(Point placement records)

## BEGIN

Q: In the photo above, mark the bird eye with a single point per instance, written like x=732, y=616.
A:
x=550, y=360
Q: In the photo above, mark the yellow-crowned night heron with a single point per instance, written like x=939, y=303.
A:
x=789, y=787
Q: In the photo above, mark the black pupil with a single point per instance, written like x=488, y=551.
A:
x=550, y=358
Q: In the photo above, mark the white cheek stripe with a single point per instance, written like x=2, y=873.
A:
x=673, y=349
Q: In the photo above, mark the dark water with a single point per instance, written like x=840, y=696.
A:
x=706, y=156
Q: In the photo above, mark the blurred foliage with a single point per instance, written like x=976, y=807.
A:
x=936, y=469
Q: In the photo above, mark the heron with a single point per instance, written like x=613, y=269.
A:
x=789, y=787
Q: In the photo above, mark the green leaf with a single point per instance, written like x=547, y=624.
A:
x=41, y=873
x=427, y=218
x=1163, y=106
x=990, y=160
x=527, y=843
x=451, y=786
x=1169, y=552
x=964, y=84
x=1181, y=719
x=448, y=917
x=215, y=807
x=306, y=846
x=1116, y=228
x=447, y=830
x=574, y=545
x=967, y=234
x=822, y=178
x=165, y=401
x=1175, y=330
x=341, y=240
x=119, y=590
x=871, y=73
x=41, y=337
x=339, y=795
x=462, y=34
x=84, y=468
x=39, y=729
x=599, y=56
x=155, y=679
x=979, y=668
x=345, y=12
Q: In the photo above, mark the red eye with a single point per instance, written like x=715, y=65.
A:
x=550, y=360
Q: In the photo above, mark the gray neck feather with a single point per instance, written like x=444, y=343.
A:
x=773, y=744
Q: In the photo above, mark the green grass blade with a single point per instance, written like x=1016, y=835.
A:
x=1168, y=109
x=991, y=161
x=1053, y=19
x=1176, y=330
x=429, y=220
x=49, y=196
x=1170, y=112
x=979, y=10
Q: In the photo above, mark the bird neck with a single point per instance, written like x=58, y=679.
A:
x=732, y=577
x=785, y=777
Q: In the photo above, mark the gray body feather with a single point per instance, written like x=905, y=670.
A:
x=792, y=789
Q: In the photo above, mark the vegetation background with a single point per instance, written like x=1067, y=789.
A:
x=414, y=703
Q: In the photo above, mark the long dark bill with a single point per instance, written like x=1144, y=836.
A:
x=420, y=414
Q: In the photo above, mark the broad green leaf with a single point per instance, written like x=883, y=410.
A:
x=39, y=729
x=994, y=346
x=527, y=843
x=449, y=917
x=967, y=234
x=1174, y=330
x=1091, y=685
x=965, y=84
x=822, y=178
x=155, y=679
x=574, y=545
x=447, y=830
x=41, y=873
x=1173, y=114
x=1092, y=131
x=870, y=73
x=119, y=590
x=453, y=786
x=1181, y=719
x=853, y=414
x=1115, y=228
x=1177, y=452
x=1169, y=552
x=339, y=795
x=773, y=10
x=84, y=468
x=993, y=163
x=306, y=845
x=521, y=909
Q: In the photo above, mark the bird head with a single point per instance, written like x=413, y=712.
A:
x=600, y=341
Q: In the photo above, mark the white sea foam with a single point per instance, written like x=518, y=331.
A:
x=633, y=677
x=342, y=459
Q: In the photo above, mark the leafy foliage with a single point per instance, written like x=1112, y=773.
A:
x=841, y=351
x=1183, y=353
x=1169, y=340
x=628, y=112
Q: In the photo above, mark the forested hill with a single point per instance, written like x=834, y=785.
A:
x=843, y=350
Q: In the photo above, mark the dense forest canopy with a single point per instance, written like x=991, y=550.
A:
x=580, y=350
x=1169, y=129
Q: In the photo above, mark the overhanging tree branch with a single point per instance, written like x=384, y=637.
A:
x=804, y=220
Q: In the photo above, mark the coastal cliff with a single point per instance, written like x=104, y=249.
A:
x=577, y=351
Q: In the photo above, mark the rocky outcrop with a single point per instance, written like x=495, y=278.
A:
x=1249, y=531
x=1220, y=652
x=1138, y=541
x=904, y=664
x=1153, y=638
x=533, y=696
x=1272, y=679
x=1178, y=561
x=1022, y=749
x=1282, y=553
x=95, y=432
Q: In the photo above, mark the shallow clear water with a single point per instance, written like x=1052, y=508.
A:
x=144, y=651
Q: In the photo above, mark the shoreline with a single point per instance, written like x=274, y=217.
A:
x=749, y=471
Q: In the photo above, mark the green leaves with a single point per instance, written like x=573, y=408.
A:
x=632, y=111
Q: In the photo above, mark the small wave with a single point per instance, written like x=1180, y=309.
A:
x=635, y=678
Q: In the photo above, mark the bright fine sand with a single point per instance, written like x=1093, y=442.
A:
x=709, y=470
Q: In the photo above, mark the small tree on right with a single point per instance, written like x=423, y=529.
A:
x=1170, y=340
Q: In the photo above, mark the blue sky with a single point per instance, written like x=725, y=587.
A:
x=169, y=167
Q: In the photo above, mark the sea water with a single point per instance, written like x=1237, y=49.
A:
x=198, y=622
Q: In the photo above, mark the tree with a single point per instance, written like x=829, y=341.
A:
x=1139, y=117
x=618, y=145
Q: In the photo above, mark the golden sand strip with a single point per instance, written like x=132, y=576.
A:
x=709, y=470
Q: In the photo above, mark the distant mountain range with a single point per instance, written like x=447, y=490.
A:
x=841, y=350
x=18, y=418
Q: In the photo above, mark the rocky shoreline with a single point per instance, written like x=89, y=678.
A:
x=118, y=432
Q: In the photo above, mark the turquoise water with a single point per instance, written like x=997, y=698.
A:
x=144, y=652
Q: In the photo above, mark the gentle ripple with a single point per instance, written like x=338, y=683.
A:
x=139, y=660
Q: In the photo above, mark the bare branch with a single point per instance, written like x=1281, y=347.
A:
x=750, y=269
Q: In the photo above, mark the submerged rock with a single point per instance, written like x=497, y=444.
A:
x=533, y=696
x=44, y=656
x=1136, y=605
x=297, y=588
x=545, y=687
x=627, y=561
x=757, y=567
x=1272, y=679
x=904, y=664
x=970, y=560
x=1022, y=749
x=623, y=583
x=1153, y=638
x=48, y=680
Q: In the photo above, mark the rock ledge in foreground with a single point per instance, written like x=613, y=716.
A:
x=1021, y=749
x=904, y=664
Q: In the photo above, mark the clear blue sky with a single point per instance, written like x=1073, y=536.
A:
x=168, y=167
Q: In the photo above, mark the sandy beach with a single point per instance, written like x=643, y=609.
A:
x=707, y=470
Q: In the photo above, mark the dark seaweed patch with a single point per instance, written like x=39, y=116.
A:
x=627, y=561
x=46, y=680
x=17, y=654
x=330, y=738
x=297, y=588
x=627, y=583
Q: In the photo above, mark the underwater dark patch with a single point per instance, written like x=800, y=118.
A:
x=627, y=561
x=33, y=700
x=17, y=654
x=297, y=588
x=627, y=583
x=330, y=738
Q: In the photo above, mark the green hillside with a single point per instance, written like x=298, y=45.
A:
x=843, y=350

## END

▸ **Written instruction**
Transcribe every line of the listing above verbatim, from start to end.

▸ **Full response**
Q: In the photo above, mark the bird eye with a single point per instance, written like x=732, y=616.
A:
x=550, y=360
Q: In the photo above, mark the yellow-crowned night heron with a single point per instance, written like x=939, y=303.
A:
x=789, y=787
Q: In the photo above, mark the black pupil with a single point per instance, written like x=488, y=551.
A:
x=550, y=358
Q: In the photo above, mark the white cheek stripe with a single point per instance, written like x=2, y=873.
A:
x=673, y=349
Q: In the photo above, mark the dark water with a single point per instance, written like x=840, y=696.
A:
x=706, y=156
Q: In the photo above, mark the blurred foliage with a single point per instance, written like x=976, y=807.
A:
x=936, y=469
Q: In the photo above, mark the heron with a single point per instance, written like x=613, y=269.
A:
x=789, y=787
Q: In the photo above, mark the green leaf with a single point per instance, written like x=547, y=624.
A:
x=41, y=873
x=427, y=218
x=1163, y=106
x=990, y=160
x=527, y=843
x=451, y=786
x=1169, y=552
x=964, y=84
x=1181, y=719
x=448, y=917
x=215, y=807
x=306, y=846
x=1116, y=228
x=447, y=830
x=574, y=545
x=967, y=234
x=822, y=178
x=165, y=401
x=1175, y=330
x=341, y=240
x=119, y=590
x=871, y=73
x=41, y=337
x=339, y=795
x=462, y=34
x=84, y=468
x=39, y=729
x=599, y=56
x=155, y=679
x=979, y=668
x=345, y=12
Q: In the photo above, mark the red eye with a single point per instance, written like x=715, y=65.
A:
x=550, y=360
Q: In the photo above, mark the gray neck feather with a single point per instance, written like x=444, y=343.
A:
x=773, y=744
Q: In the photo above, mark the green grass blade with a single point per instance, written like x=1016, y=835.
A:
x=1168, y=109
x=991, y=161
x=1053, y=19
x=1176, y=330
x=429, y=220
x=49, y=196
x=1170, y=112
x=979, y=10
Q: In the photo above, mark the bird neck with a single point per instance, written like x=58, y=679.
A:
x=732, y=577
x=785, y=777
Q: In the photo above, mark the gray body feather with a single point per instance, written like x=905, y=670.
A:
x=792, y=789
Q: In the photo above, mark the vegetation background with a single point per instance, written like x=1067, y=789.
A:
x=414, y=703
Q: In the photo above, mark the long dark bill with a single point per instance, written like x=1144, y=836.
A:
x=420, y=414
Q: In the photo above, mark the broad green leaf with a single point per instance, written like x=883, y=410.
A:
x=39, y=729
x=994, y=346
x=527, y=843
x=449, y=917
x=967, y=234
x=1174, y=330
x=1091, y=685
x=965, y=84
x=822, y=178
x=155, y=679
x=574, y=545
x=447, y=830
x=41, y=873
x=1173, y=114
x=1092, y=131
x=870, y=73
x=119, y=590
x=453, y=786
x=1181, y=719
x=853, y=414
x=1115, y=228
x=1177, y=452
x=1169, y=552
x=339, y=795
x=773, y=10
x=84, y=468
x=993, y=163
x=306, y=845
x=521, y=909
Q: In the photo above, mark the bird head with a single point per instance, written like x=413, y=712.
A:
x=600, y=341
Q: In the photo above, mark the white sea foam with a single point per instance, written like x=518, y=331.
A:
x=633, y=677
x=342, y=459
Q: In the photo above, mark the leafy foliage with a single point per instance, written like x=1112, y=773.
A:
x=841, y=351
x=1183, y=353
x=1169, y=340
x=628, y=112
Q: In the photo above, mark the forested hill with a single point per instance, written like x=834, y=785.
A:
x=843, y=350
Q: In the photo above, mark the dense forest canopy with a single point per instance, written like x=991, y=550.
A:
x=580, y=350
x=1169, y=129
Q: In the photo above, mark the overhanging tree branch with a single point per instance, written like x=384, y=637.
A:
x=804, y=220
Q: In the photo above, mark the coastal cliff with a single point per instance, written like x=104, y=249.
A:
x=577, y=351
Q: In the photo above, mark the rocky outcrop with a single point per instance, written like x=495, y=278.
A:
x=1249, y=531
x=1220, y=652
x=1138, y=541
x=904, y=664
x=1153, y=638
x=533, y=696
x=1272, y=679
x=1178, y=561
x=1022, y=749
x=1282, y=553
x=95, y=432
Q: In the photo above, mark the shallow clear water with a single point per instance, written like x=1052, y=508.
A:
x=144, y=651
Q: In the photo above, mark the shoreline with a single point per instance, written like x=274, y=217.
A:
x=749, y=471
Q: In the photo above, mark the green leaves with a single point per instance, written like x=573, y=408.
A:
x=632, y=111
Q: In the photo above, mark the small wave with a single point per instance, written like x=1180, y=309.
A:
x=635, y=678
Q: In the photo above, mark the bright fine sand with a single point per instance, written like x=1093, y=442.
A:
x=709, y=470
Q: In the photo above, mark the small tree on right with a single point per instance, written like x=423, y=529.
A:
x=1170, y=340
Q: In the photo above, mark the blue sky with a single point per instance, written like x=725, y=587.
A:
x=169, y=167
Q: In the photo above, mark the sea water with a single point per instance, written like x=1237, y=49.
A:
x=198, y=622
Q: In the photo above, mark the tree with a single point per instance, written like x=829, y=341.
A:
x=1139, y=117
x=618, y=145
Q: In the photo above, mark the golden sand strip with a single point per instance, written like x=132, y=576.
A:
x=709, y=470
Q: In the photo above, mark the distant mountain range with a single point per instance, written like x=447, y=490.
A:
x=841, y=350
x=18, y=418
Q: In the photo above, mark the rocky shoreline with a single point per instance, written like x=89, y=678.
A:
x=118, y=432
Q: In the photo above, mark the turquoise water with a single point per instance, written like x=997, y=698.
A:
x=144, y=652
Q: In the photo above, mark the gentle ripple with a single point per instance, written like x=338, y=683.
A:
x=139, y=660
Q: In the photo above, mark the bare branch with a single point per instance, written like x=1281, y=347.
A:
x=750, y=269
Q: In the photo above, mark the submerged rock with a single point per instance, written like x=497, y=444.
A:
x=533, y=696
x=44, y=656
x=1136, y=605
x=297, y=588
x=545, y=687
x=627, y=561
x=757, y=567
x=1272, y=679
x=904, y=664
x=970, y=560
x=1022, y=749
x=623, y=583
x=1153, y=638
x=48, y=680
Q: In the photo above, mark the rock ledge in foreground with a single point per instance, written like x=613, y=716.
A:
x=1021, y=749
x=904, y=664
Q: In the photo above, mark the clear blue sky with a single point per instance, written like x=1073, y=536.
A:
x=168, y=167
Q: In the photo above, mark the sandy beach with a single point per instance, written like x=643, y=609.
A:
x=707, y=470
Q: In the photo above, mark the dark seaweed patch with a single point per instance, written like x=39, y=116.
A:
x=627, y=561
x=46, y=680
x=17, y=654
x=330, y=738
x=297, y=588
x=627, y=583
Q: In the photo above, mark the underwater dark patch with a single point per instance, written like x=800, y=118.
A:
x=627, y=561
x=33, y=700
x=17, y=654
x=297, y=588
x=627, y=583
x=330, y=738
Q: In the photo above, mark the green hillside with a single point per instance, written like x=298, y=45.
A:
x=843, y=350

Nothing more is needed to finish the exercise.